**Exercise description:**
Arrange the lines of the entries below as a JSON list of strings, one string per line, omitting blank lines.

Start of Input material

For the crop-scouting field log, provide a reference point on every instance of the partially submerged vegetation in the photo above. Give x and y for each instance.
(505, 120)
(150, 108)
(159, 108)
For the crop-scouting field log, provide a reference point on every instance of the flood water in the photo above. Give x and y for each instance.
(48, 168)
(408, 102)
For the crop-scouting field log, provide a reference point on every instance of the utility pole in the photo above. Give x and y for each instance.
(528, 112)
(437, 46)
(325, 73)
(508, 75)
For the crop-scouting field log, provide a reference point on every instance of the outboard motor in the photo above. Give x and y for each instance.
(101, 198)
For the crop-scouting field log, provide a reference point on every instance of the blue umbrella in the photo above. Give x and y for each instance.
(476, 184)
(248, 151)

End of Input material

**Answer in full:**
[
  "For the crop-scouting field log, provide a reference point on every instance of the partially submerged vegetation in the photo above. Give x and y for each instance.",
  "(505, 120)",
  "(150, 108)",
  "(159, 108)",
  "For the crop-scouting field log, provide a reference point on every instance of the flood water in the photo above. Give x and y for each instance.",
  "(48, 168)",
  "(408, 102)",
  "For the crop-scouting field log, provide a reference point on every instance of the utility pole in the photo above. Give x and y for each instance.",
  "(528, 112)",
  "(437, 46)",
  "(325, 73)",
  "(508, 75)",
  "For the crop-scouting field log, provide a reference point on every instance of the outboard motor in the photo above. Give x and y for each instance.",
  "(101, 198)",
  "For the crop-scouting field log, provide a reference point on every instance of the blue umbrella in the photo above. Give x and y for each instance.",
  "(476, 184)",
  "(248, 151)"
]